§ **OBJECTIVE**: Gather every line in the entries below that contains the word "Please". Case matters.

++++++++

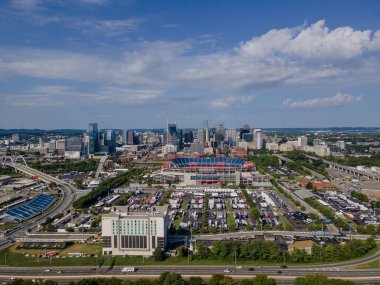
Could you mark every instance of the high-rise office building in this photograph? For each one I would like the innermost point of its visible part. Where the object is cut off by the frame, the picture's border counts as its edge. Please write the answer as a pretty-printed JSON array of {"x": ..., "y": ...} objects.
[
  {"x": 180, "y": 139},
  {"x": 219, "y": 135},
  {"x": 302, "y": 141},
  {"x": 74, "y": 144},
  {"x": 110, "y": 141},
  {"x": 130, "y": 138},
  {"x": 124, "y": 136},
  {"x": 60, "y": 146},
  {"x": 52, "y": 146},
  {"x": 257, "y": 134},
  {"x": 171, "y": 134},
  {"x": 201, "y": 136},
  {"x": 93, "y": 138},
  {"x": 248, "y": 137},
  {"x": 189, "y": 137},
  {"x": 244, "y": 130},
  {"x": 231, "y": 136},
  {"x": 341, "y": 144},
  {"x": 206, "y": 132}
]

++++++++

§ **ANSWER TO THE PROBLEM**:
Could you mark every instance of the high-rise office building in this photograph? For each one I would like the innermost point of its visible part. Where the object is cut off by the frame, the picture's border counts as its edge. Please write the answer as a pretty-printed JSON array of {"x": ..., "y": ...} objects.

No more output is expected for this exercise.